TAKEN EN OPDRACHTEN:
• 1. Beantwoord de volgende vragen over het vonnisfragment.
(a) Van welke feiten moet verdachte volgens de raadsvrouwe worden vrijgesproken?
(b) Waartoe heeft de officier van justitie ter terechtzitting geconcludeerd?
(c) In welke plaats bevindt zich de growshop die in feit 2 wordt genoemd?
• 2. Werk in het vonnisfragment het stuk van "De rechtbank verwerpt" tot en met "in zijn vervolging." bij. Geef het opnieuw en vervang daarbij "officier van justitie" door "aanklager".
• 3. Schrijf het vonnisfragment over de ontvankelijkheid van het openbaar ministerie en het bewijs verder, te beginnen na de laatste zin.

OEFENTEKST:
De raadsvrouwe van verdachte heeft ter terechtzitting primair bepleit dat het openbaar ministerie wegens schending van het gelijkheidsbeginsel niet ontvankelijk dient te worden verklaard ten aanzien van feit 1. Dit omdat [getuige 1] - gehoord als getuige - kennelijk niet wordt vervolgd, terwijl [getuige 1] zich volgens zijn eigen verklaringen samen met onder andere verdachte ook zou hebben schuldig gemaakt aan het onder 1 tenlastegelegde feit.
De officier van justitie heeft aangevoerd dat van niet-ontvankelijkheid van het openbaar ministerie geen sprake kan zijn, daar de gevallen van vervolging van verdachte en (nog) niet-vervolging van [getuige 1] niet gelijk zijn.
De rechtbank verwerpt het verweer. De officier van justitie heeft ter terechtzitting verklaard dat nog geen beslissing is genomen omtrent de vraag of [getuige 1] vervolgd zal worden voor de feitelijkheden zoals onder 1 tenlastegelegd. Voor zover al vast zou komen te staan dat [getuige 1] niet vervolgd zal worden, overweegt de rechtbank het volgende. Verdachte wordt, met het onder 1 tenlastegelegde, ook vervolgd voor de onder de feiten 2 tot en met 4 tenlastegelegde gedragingen, welke blijkens de tekst van de tenlasteleggingen nauw samenhangen met die zoals onder 1 tenlastegelegd. Alleen al om die reden gaat de stelling van de raadsvrouwe, dat sprake is van gelijke gevallen nu de verdenking bestaat dat [getuige 1] zich zou hebben schuldig gemaakt aan de onder 1 tenlastegelegde gedragingen, niet op. Dit betekent dat de officier van justitie ontvankelijk is in zijn vervolging.
Er zijn voorts geen redenen voor schorsing van de vervolging.
3. Standpunten van partijen ten aanzien van het bewijs
3.1 Standpunt van de officier van justitie
Ter terechtzitting heeft de officier van justitie geconcludeerd tot bewezenverklaring van de tenlastegelegde feiten.
3.2 Standpunt van de verdediging
Ter terechtzitting heeft de raadsvrouwe van verdachte bepleit dat de onder 2, 3 en 4 tenlastegelegde feiten niet wettig en overtuigend bewezen kunnen worden en dat verdachte derhalve van deze feiten dient te worden vrijgesproken.
4. Standpunt van de rechtbank ten aanzien van het bewijs
4.1 Gedeeltelijke vrijspraken
Feit 2
Ten aanzien van de twee plakken hasj genoemd in feit 2, overweegt de rechtbank het volgende. In het dossier bevindt zich een geschrift bevattende een goederenlijst van de in de growshop te Uitgeest aangetroffen goederen, waaronder twee plakken hasj (map 28, p. 61). Echter, in het dossier bevinden zich geen bewijsmiddelen waaruit blijkt dat de inbeslaggenomen plakken ook daadwerkelijk bestaan uit het gebruikelijke vaste mengsel van hennephars en plantaardige elementen van hennep. Bij gebreke hiervan zal de rechtbank verdachte vrijspreken van de aanwezigheid hiervan.

FRAGMENTEN UIT REGELS:
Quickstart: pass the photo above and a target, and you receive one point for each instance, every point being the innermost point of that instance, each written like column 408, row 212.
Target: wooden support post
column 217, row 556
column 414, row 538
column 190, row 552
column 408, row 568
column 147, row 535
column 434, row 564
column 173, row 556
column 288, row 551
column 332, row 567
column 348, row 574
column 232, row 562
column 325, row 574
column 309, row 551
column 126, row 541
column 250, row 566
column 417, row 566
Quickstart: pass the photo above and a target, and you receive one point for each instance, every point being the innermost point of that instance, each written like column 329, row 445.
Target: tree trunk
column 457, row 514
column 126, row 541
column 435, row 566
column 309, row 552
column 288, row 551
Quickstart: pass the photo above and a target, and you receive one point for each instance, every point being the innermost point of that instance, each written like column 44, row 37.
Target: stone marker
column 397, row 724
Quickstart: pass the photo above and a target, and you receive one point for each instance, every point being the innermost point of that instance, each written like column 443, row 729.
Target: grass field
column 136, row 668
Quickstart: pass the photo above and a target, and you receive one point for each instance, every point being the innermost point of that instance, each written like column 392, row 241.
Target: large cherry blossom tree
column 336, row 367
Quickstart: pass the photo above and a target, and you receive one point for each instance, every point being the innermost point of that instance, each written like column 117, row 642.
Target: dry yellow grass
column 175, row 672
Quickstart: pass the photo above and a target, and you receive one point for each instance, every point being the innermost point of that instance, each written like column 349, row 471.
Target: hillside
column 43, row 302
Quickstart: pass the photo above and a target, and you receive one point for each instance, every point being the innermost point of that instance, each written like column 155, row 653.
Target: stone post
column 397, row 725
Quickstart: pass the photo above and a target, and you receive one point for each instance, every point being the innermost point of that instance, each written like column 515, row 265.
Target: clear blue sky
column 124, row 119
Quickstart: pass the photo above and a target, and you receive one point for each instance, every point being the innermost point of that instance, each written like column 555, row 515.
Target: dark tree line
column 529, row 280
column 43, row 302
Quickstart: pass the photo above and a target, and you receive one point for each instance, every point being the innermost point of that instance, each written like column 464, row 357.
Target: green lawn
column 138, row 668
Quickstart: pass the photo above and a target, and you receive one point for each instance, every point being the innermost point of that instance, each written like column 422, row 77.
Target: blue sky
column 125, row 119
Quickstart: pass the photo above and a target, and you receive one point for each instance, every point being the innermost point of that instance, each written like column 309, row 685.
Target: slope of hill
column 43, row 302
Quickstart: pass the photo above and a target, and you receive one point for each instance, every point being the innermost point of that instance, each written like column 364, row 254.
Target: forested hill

UITKOMSTEN VAN OPDRACHTEN:
• 1.
(a) Van de feiten 2, 3 en 4.
(b) Tot bewezenverklaring van de tenlastegelegde feiten.
(c) In Uitgeest.

• 2.
De rechtbank verwerpt het verweer. De aanklager heeft ter terechtzitting verklaard dat nog geen beslissing is genomen omtrent de vraag of [getuige 1] vervolgd zal worden voor de feitelijkheden zoals onder 1 tenlastegelegd. Voor zover al vast zou komen te staan dat [getuige 1] niet vervolgd zal worden, overweegt de rechtbank het volgende. Verdachte wordt, met het onder 1 tenlastegelegde, ook vervolgd voor de onder de feiten 2 tot en met 4 tenlastegelegde gedragingen, welke blijkens de tekst van de tenlasteleggingen nauw samenhangen met die zoals onder 1 tenlastegelegd. Alleen al om die reden gaat de stelling van de raadsvrouwe, dat sprake is van gelijke gevallen nu de verdenking bestaat dat [getuige 1] zich zou hebben schuldig gemaakt aan de onder 1 tenlastegelegde gedragingen, niet op. Dit betekent dat de aanklager ontvankelijk is in zijn vervolging.

• 3.
Ten aanzien van de 72 kilogram hennep en 680 gram hasj, genoemd in feit 2, overweegt de rechtbank het volgende. De enkele verklaring van medeverdachte [medeverdachte 5] welke hij heeft afgelegd bij de politie, inhoudende dat de in zijn woning aangetroffen hennepproducten toebehoorden aan [de growshop] en hij deze thuis bewaarde op verzoek van een aantal vennoten, is niet voldoende voor bewezenverklaring van het opzettelijk aanwezig hebben van deze hennepproducten door verdachte. Ten eerste heeft [medeverdachte 5] deze verklaring herroepen bij de rechter-commissaris en bovendien heeft hij gezegd dat een groot deel van de aangetroffen stof van hemzelf is. De rechtbank zal verdachte vrijspreken van dit feit.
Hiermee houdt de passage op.